TASK DETAILS: Everything except the pictures should be printed exactly as it appears in the records.
***** PROVIDED MATERIAL
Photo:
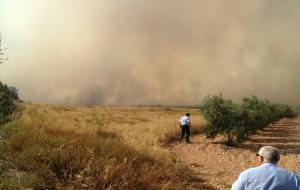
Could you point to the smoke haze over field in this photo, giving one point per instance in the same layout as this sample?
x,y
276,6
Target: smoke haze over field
x,y
151,52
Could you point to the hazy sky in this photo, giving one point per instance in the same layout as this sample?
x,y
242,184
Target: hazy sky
x,y
120,52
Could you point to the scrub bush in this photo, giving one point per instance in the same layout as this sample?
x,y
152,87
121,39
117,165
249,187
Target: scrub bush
x,y
237,121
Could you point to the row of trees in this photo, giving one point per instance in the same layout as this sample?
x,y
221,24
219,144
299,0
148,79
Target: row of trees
x,y
237,121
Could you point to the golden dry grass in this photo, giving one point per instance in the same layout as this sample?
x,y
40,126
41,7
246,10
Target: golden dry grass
**********
EXERCISE OUTPUT:
Photo:
Could you point to the smoke haze over field in this photo, giving one point per instance in the same layout as this sample?
x,y
276,6
Target: smoke haze over field
x,y
151,52
Could you point to the hazy sky in this photo, giving one point per instance in the same layout as this sample?
x,y
242,184
Target: hazy sky
x,y
120,52
Could you point to the scrub bush in this photo, giving one point per instance in the same layout as this sample?
x,y
152,87
121,39
117,165
249,187
Target: scrub bush
x,y
237,121
Could you point to the row of trees in this photo, giving one point per instance in the same layout as this sample?
x,y
221,24
219,144
299,0
148,79
Target: row of trees
x,y
237,121
Could you point to the golden dry grass in this photo, giving one point per instance in the same layout as this sample?
x,y
40,126
41,7
246,10
Target: golden dry grass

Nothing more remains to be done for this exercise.